# The problem
Find every line in the data below that contains the string "player" and copy each one. Case counts.

Records excerpted from a collection
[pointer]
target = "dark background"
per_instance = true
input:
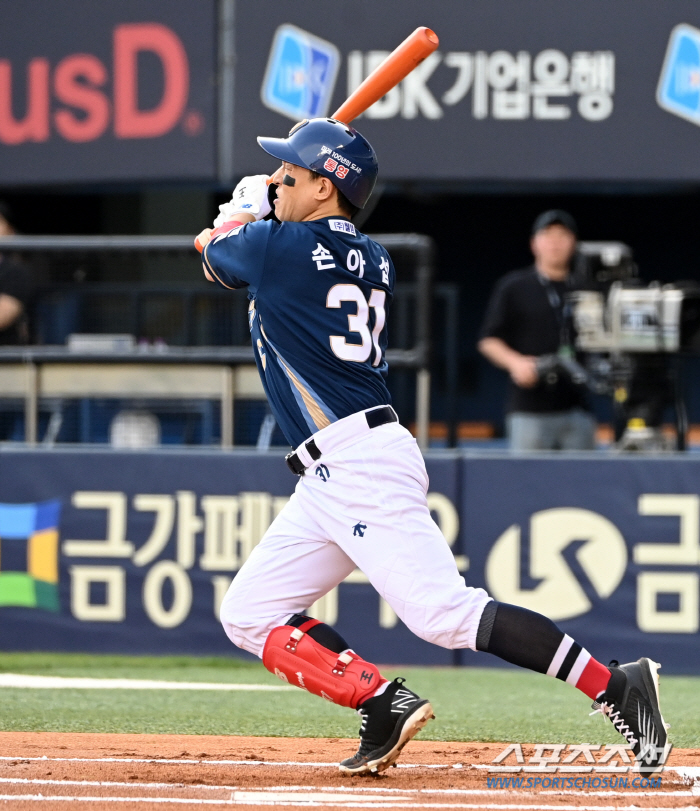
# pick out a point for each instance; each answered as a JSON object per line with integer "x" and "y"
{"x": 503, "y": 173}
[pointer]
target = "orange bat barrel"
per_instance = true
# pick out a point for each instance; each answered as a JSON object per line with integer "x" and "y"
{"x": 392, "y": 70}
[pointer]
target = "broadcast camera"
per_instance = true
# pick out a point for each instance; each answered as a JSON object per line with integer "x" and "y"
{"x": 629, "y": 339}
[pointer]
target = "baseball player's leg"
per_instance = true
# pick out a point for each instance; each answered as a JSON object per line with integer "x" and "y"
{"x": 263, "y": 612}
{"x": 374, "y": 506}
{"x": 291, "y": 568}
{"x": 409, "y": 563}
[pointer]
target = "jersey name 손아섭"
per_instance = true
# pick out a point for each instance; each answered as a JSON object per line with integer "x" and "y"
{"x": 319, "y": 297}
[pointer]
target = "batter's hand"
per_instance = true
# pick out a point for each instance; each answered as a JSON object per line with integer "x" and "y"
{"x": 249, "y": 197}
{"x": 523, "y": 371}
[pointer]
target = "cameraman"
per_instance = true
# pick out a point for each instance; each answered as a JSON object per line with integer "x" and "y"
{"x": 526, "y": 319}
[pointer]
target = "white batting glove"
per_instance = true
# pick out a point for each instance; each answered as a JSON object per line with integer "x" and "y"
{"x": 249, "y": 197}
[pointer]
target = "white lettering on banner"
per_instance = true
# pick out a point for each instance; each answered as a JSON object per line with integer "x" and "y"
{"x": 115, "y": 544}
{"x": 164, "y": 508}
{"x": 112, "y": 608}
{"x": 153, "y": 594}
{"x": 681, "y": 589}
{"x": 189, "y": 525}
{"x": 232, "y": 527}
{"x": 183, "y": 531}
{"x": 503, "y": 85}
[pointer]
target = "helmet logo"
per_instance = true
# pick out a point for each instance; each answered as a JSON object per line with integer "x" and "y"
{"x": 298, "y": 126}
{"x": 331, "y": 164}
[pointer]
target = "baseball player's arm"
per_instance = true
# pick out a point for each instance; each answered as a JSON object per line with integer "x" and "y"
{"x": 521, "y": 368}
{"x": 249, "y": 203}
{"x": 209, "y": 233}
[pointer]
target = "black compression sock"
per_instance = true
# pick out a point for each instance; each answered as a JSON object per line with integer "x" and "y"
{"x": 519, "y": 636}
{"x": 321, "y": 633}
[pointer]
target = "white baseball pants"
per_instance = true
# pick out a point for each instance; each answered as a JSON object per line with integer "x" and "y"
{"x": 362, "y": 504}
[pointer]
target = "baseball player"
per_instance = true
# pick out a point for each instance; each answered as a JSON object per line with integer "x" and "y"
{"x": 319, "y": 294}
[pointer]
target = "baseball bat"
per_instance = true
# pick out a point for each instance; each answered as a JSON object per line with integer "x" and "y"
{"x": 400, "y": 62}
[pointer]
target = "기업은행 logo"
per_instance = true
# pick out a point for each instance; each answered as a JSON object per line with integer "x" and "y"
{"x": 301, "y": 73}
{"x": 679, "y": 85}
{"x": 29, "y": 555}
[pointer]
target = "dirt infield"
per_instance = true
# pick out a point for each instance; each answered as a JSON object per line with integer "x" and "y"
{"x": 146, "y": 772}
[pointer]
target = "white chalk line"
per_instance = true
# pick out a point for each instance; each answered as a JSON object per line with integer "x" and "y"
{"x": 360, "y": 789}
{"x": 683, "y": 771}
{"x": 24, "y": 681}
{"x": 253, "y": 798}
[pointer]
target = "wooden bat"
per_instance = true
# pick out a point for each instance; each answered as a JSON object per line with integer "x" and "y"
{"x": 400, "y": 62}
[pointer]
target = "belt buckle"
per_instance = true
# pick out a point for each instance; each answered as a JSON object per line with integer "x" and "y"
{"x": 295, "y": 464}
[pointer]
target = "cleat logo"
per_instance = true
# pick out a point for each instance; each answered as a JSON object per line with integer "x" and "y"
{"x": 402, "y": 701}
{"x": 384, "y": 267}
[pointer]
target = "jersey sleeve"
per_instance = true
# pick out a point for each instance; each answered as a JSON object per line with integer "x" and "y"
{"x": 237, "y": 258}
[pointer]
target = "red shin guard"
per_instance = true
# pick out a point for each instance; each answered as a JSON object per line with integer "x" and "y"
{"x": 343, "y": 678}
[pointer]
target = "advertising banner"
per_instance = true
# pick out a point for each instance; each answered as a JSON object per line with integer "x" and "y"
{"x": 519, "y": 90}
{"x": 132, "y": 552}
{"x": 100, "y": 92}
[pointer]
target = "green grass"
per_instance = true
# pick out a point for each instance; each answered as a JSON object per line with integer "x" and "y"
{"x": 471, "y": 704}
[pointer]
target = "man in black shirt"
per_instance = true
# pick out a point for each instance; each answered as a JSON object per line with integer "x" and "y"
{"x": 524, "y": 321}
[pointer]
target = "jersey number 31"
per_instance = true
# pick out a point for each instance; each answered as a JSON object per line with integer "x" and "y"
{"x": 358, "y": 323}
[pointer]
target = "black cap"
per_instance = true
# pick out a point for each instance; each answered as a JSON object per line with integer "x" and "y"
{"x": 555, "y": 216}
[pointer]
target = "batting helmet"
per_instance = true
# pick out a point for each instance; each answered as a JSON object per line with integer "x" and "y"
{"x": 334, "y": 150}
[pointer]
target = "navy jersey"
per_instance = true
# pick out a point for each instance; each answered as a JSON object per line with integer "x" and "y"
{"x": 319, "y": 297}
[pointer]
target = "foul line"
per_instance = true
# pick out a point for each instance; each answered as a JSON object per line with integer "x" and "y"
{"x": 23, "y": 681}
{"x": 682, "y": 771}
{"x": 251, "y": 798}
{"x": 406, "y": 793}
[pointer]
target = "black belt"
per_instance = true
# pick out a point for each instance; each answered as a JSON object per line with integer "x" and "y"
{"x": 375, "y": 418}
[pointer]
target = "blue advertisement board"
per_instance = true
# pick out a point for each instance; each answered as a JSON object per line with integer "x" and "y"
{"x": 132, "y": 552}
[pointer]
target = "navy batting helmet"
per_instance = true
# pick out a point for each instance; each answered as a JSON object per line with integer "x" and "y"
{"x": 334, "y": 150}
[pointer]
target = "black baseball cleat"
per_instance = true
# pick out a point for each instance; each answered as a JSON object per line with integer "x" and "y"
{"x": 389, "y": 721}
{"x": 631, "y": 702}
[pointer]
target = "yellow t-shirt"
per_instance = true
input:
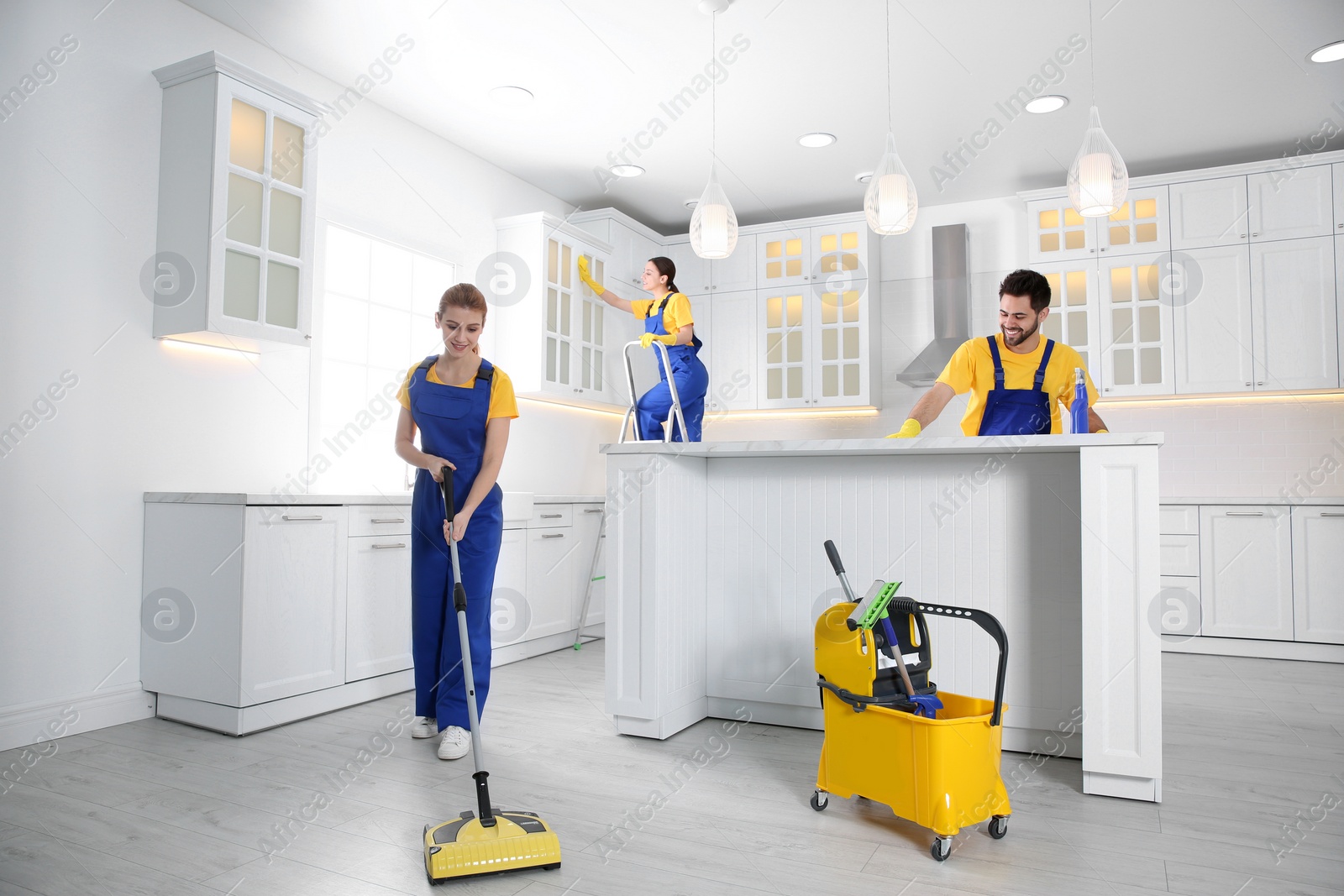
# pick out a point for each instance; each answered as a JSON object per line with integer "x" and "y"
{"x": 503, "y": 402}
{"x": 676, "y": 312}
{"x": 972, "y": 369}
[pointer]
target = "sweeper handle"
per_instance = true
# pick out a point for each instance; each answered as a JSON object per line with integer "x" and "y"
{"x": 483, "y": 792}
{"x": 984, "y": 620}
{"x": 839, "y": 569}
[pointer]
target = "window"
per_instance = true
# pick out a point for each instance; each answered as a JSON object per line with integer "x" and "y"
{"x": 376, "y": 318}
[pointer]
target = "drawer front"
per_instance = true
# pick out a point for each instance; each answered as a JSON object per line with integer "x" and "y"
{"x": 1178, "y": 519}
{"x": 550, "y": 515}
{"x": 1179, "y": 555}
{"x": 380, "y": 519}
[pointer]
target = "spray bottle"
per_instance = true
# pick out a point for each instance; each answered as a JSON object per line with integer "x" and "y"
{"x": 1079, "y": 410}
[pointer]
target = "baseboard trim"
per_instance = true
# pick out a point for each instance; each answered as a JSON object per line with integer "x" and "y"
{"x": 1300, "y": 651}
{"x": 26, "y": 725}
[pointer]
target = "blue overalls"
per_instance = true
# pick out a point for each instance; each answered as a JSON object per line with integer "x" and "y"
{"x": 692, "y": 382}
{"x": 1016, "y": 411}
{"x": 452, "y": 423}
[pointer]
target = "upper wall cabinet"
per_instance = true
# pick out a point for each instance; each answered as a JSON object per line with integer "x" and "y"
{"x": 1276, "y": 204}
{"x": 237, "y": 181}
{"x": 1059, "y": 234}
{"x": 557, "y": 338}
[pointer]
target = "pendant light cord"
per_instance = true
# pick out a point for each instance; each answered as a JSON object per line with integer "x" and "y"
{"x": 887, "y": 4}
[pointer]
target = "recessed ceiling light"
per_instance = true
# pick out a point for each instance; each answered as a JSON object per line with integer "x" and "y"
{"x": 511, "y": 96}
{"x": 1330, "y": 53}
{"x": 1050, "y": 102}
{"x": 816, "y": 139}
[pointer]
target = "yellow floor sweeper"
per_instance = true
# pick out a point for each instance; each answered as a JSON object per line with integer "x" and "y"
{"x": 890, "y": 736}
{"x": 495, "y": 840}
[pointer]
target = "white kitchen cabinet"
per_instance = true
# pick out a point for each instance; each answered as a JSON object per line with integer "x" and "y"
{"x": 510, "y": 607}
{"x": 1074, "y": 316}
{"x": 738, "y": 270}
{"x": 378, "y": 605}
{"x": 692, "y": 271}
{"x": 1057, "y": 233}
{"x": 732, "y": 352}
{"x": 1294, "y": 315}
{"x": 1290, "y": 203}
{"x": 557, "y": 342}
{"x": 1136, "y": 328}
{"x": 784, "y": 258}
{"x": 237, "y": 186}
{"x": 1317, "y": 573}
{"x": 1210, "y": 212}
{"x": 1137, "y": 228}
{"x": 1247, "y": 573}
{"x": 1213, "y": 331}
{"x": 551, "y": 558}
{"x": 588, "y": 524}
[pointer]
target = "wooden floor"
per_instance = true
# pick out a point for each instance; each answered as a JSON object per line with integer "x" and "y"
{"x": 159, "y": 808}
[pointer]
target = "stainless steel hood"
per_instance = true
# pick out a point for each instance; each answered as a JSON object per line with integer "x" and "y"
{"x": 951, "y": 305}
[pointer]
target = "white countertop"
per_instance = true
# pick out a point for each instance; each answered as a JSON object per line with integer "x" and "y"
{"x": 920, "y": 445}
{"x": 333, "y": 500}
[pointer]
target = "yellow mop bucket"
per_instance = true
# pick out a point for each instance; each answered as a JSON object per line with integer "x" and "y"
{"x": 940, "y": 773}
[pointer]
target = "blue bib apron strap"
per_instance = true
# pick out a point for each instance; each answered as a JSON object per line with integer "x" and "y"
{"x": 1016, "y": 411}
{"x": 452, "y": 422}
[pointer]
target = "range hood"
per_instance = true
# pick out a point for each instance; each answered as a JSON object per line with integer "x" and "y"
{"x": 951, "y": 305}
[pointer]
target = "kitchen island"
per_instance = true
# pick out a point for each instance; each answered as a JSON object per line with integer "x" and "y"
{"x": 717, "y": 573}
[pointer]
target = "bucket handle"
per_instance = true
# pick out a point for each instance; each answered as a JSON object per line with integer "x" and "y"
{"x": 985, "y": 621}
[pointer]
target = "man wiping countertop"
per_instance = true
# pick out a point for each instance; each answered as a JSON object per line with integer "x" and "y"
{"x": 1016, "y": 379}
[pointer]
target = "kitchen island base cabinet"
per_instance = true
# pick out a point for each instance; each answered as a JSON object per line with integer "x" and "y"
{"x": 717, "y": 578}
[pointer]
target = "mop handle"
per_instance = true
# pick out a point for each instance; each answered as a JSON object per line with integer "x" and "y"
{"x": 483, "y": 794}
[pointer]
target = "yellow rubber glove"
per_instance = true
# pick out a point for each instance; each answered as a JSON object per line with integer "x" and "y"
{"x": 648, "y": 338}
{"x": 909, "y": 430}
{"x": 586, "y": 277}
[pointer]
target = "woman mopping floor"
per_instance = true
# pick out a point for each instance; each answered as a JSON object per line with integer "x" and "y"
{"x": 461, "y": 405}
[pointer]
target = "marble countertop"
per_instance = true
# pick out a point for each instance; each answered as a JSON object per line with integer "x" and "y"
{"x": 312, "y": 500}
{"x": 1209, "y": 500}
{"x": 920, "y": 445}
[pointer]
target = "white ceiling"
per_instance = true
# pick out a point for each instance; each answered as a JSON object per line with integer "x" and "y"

# Final answer
target = "baseball player's leg"
target = "baseball player's arm"
target = "baseball player"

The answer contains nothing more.